TASK PROMPT
Without including any pictures, write out the listing below exactly.

RECORDS SUPPLIED
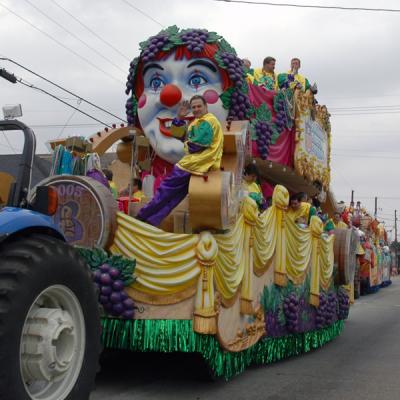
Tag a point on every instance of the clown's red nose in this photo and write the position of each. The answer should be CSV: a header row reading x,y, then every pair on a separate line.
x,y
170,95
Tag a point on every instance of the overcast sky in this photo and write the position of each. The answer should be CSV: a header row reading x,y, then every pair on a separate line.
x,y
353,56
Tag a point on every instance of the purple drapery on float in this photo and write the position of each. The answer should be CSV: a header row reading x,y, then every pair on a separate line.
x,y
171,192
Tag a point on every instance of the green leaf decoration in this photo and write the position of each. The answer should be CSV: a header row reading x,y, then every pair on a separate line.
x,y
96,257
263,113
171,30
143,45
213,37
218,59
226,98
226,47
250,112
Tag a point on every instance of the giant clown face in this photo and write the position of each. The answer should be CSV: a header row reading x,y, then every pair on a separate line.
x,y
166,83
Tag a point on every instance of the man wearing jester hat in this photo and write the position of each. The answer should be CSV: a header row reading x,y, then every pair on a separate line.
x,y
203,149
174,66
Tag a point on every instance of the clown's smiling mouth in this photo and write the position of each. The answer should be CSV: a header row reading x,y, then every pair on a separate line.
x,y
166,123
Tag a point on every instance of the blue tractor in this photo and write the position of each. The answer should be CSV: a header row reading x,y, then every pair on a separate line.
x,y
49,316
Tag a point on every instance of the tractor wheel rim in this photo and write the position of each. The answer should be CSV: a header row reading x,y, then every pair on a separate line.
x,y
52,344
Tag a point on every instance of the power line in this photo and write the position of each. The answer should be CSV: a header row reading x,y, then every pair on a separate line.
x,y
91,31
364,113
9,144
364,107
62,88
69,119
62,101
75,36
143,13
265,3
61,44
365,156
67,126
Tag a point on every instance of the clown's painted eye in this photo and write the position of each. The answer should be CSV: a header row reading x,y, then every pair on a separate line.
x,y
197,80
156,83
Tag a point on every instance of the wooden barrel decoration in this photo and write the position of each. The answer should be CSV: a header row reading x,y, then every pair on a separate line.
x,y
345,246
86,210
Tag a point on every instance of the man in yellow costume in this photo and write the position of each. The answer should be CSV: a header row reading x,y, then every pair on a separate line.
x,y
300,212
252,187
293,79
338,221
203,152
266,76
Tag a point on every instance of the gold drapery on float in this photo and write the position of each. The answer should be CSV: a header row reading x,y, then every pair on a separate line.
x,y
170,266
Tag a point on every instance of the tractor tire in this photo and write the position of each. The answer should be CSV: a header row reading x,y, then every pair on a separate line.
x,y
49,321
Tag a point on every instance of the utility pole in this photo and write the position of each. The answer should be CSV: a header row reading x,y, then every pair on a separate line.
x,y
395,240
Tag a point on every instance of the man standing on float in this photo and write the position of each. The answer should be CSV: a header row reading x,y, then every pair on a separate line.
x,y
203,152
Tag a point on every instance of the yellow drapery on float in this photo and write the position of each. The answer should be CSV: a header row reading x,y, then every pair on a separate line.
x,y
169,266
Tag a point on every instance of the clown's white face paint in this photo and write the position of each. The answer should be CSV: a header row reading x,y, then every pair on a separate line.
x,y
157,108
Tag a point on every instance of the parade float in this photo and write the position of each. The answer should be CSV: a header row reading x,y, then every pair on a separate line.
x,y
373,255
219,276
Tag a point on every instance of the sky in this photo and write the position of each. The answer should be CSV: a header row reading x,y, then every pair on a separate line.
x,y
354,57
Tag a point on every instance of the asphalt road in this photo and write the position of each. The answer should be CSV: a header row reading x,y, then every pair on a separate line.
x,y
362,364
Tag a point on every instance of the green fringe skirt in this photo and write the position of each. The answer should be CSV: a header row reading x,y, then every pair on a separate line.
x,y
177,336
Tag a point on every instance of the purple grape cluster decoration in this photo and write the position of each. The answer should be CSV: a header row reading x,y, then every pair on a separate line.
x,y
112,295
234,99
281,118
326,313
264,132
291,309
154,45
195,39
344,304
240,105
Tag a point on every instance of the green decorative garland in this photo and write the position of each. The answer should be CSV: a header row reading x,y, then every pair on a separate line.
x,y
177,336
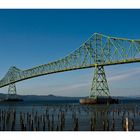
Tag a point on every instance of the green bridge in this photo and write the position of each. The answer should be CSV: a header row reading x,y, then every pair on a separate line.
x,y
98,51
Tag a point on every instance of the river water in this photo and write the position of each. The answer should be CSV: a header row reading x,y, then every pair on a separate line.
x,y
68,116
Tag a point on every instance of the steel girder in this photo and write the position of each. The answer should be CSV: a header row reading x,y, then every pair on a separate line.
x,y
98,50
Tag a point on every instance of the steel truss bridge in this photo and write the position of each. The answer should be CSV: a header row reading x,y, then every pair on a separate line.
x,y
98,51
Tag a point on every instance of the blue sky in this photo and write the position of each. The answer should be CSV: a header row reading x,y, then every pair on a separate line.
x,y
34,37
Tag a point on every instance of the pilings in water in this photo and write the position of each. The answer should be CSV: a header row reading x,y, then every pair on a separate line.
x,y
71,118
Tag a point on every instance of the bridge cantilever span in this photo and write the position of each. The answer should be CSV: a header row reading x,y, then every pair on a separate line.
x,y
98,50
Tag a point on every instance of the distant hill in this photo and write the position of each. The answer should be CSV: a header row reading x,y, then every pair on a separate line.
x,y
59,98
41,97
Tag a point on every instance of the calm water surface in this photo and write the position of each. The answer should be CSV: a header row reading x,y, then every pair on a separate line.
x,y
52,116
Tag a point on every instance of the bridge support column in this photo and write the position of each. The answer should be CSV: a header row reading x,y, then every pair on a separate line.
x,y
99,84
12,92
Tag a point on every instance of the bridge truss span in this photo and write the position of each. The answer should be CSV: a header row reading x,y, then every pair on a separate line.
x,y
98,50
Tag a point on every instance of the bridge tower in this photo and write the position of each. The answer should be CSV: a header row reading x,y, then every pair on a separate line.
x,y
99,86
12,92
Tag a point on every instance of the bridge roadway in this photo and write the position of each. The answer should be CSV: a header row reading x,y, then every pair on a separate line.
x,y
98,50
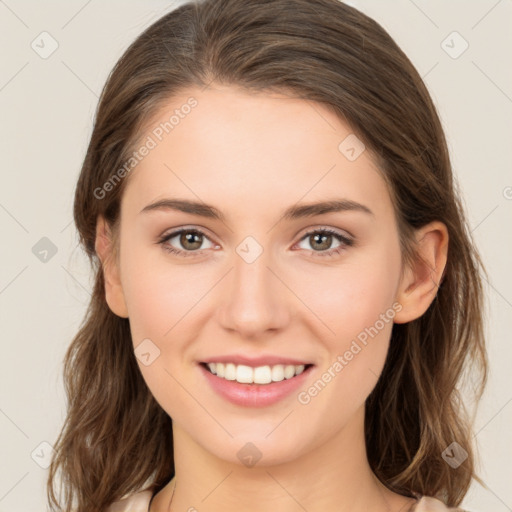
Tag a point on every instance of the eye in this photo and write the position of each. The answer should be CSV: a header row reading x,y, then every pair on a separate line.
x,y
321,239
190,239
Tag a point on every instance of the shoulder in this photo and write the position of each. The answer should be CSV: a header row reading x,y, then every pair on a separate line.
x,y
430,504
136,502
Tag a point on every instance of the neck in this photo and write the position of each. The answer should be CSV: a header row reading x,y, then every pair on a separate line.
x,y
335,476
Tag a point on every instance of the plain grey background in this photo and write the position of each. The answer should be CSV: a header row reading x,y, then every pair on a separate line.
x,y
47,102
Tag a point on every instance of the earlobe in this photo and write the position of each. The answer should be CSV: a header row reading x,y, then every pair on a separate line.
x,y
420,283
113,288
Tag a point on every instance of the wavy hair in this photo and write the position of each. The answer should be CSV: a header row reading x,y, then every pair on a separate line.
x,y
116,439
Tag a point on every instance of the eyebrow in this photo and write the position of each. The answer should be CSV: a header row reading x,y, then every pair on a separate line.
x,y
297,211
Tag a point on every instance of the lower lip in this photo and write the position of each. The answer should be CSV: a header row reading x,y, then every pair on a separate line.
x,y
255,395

SOLUTION BELOW
Tag a point on every instance of the clown's red nose in this photo and write the position of each. The answer should be CSV: a header row reading x,y, then every pair on a separate line.
x,y
170,95
Tag a point on every instance of the overcast sky in this photo and write the position of each. The answer should be CSV: a header row reading x,y, then every pair on a separate line.
x,y
353,56
Tag a point on every instance of the purple drapery on float in this photo and write the position of each. The answer should be CSV: a header row reading x,y, then every pair on a separate line.
x,y
171,192
Tag a point on every instance of the green leaf decoration in this photo and write the position of each. The answer should be CSV: a header row reading x,y, then every pair on a separate line.
x,y
96,257
263,113
171,30
143,45
213,37
218,59
226,98
226,47
250,112
Tag a point on every instance of the giant clown face in this photo and write the position of each. The answer should be CSV: a header row reading x,y, then every pair on a separate line.
x,y
166,83
Tag a point on every instance of the man wearing jester hat in this photo and write the position of each. The answer should be CSV: a header row reading x,y, then every pair on a separate line.
x,y
203,149
174,66
Tag a point on every instance of the clown's smiling mouth in this photo and write the position of each. The answer should be CSV: a header row reading x,y, then every pair on a separate line.
x,y
166,123
Tag a point on every instance of the blue tractor in this photo and write the position of each. The answer should be CSV: a header row reading x,y, then every pair on a separate line.
x,y
49,316
Tag a point on every instance of the tractor wheel rim in this photo and write the position of each. The answer should be CSV: a header row reading x,y, then every pair on a separate line.
x,y
52,344
Tag a point on every instance of the power line in this photo and write the position of each. The answer should be CSV: a header row reading x,y, then every pair on a separate line.
x,y
91,31
364,113
9,144
364,107
62,88
69,119
62,101
75,36
143,13
265,3
61,44
365,156
67,126
Tag a point on every instance of the clown's painted eye in this photo and write the position of each. The answer should be CSV: a header row reading x,y, then every pair on a separate line.
x,y
197,80
156,83
Tag a point on every instance of the wooden barrel decoration in this photo and write the position of each. The answer should be CSV: a header row reading x,y, then every pair on a separate line.
x,y
345,246
86,210
Tag a point on every instance of the man in yellow costume in this photo and write the position of each. The answer should be CSV: a header row reading x,y, then every pair on a separate line.
x,y
300,212
252,187
293,79
338,221
203,152
266,76
Tag a point on every instance of the gold drapery on float in this photo and write the position of each. The answer should be CSV: a header row reading x,y, then every pair on a separate line.
x,y
170,266
Tag a point on every instance of the tractor tire in this photo and write the position of each. The answer should be CSV: a header row reading x,y, then every pair on a separate line.
x,y
49,321
Tag a point on every instance of the utility pole in this photo and write the position of each. The answer should be CSV: a header row reading x,y, then every pair on a separate line.
x,y
395,240
Tag a point on every instance of the man standing on float in this photo and write the position of each. The answer should be CSV: a header row reading x,y, then every pair on a separate line.
x,y
203,152
Tag a point on every instance of the yellow drapery on float in this photo and write the position of each. The answer should be CSV: a header row reading x,y, then every pair on a separate line.
x,y
169,266
Tag a point on every instance of the clown's white face paint in this photo and write the position of each. The answer should be CSV: a header row reading x,y, then every pair on a separate line.
x,y
157,108
Tag a point on every instance of the parade float in this photo and write the position of each. The answer should be CSV: a header row reading x,y, then every pair on a separate line.
x,y
373,255
219,276
Tag a point on every instance of the sky in this photo and write the position of each. The answer should be CSV: a header row reading x,y, then every pair on a separate line.
x,y
354,57
Tag a point on every instance of the asphalt road in this photo and write the position of each. The answer should be CSV: a header row reading x,y, then every pair on a separate line.
x,y
362,364
Tag a point on every instance of the green fringe skirt in this photo and write the position of each. The answer should be CSV: a header row reading x,y, then every pair on a separate line.
x,y
177,336
Tag a point on every instance of the purple grape cluster decoration in this photo and write the position of each. The answer should be CSV: a header row reading x,y, then every pair on a separate line.
x,y
112,295
234,99
281,118
326,313
264,132
291,309
154,45
195,39
344,304
240,105
Tag a point on every instance of the green decorative garland in this photo and write the position of each. The answer should be CSV: a header row reading x,y, then every pair on a separate line.
x,y
177,336
Tag a point on every instance of the green bridge in this photo and write the position of each. The answer should be CSV: a header row reading x,y, then every pair on a separate line.
x,y
98,51
Tag a point on every instance of the river water in this photo and write the position of each. The answer should be CSV: a header row reading x,y, then every pair on a separate line.
x,y
68,116
Tag a point on every instance of the steel girder in this photo and write the position of each. The answer should be CSV: a header row reading x,y, then every pair on a separate line.
x,y
98,50
Tag a point on every instance of the steel truss bridge in this photo and write the position of each. The answer should be CSV: a header row reading x,y, then every pair on a separate line.
x,y
98,51
Tag a point on every instance of the blue sky in this photo and write the position of each. The answer should be CSV: a header row reading x,y, then every pair on a separate line.
x,y
34,37
Tag a point on every instance of the pilings in water in this photo and write the position of each. The answer should be CSV: a header row reading x,y, then every pair on a separate line.
x,y
71,118
Tag a point on every instance of the bridge cantilever span in this photo and write the position of each. The answer should be CSV: a header row reading x,y, then every pair on a separate line.
x,y
98,50
Tag a point on every instance of the distant hill in this photo and write the position of each. The answer should be CSV: a header row reading x,y, then every pair on a separate line.
x,y
59,98
41,97
Tag a point on every instance of the calm water surface in this photo and write the position of each. The answer should be CSV: a header row reading x,y, then every pair on a separate line.
x,y
52,116
Tag a point on every instance of the bridge support column in this photo and write the position of each. The answer should be CSV: a header row reading x,y, then every pair on a separate line.
x,y
99,84
12,92
Tag a point on every instance of the bridge truss span in this photo and write the position of each. The answer should be CSV: a header row reading x,y, then every pair on a separate line.
x,y
98,50
Tag a point on every instance of the bridge tower in this photo and write the position of each. The answer should be CSV: a header row reading x,y, then every pair on a separate line.
x,y
99,86
12,92
Tag a point on every instance of the bridge roadway in this photo and write the position of each. The answer should be CSV: a header row reading x,y, then every pair on a separate line.
x,y
98,50
Tag a point on every instance of the eye in this photo and write the position of each. The answer should be CSV: a header row reading x,y, then every pair on a separate line.
x,y
321,239
190,239
Tag a point on every instance of the shoulder in this photo and write the position of each. The answer should be CSV: a header row reading x,y, then every pair on a separate line.
x,y
430,504
136,502
Tag a point on every instance of the neck in this photo and write the position of each. The answer should be CSV: a header row reading x,y, then every pair on a separate line.
x,y
335,476
Tag a point on every instance of the plain grey background in this photo and write the position of each. The answer should be CSV: a header row reading x,y, then every pair on a separate line.
x,y
47,102
Tag a point on every instance of the earlobe in this photo and write the position of each. The answer should be CSV: a header row reading x,y, then every pair on a separate line.
x,y
420,283
113,288
Tag a point on every instance of the wavy hair in this photo and write the position of each. The answer should be CSV: a header row reading x,y, then every pair on a separate line.
x,y
116,439
Tag a point on every instance of the eyebrow in this photo and write the position of each. The answer should be CSV: a header row reading x,y, then every pair on a separate line.
x,y
297,211
Tag a point on every instance of the lower lip in this photo and write the position of each. The answer should be CSV: a header row reading x,y, then every pair on a separate line.
x,y
255,395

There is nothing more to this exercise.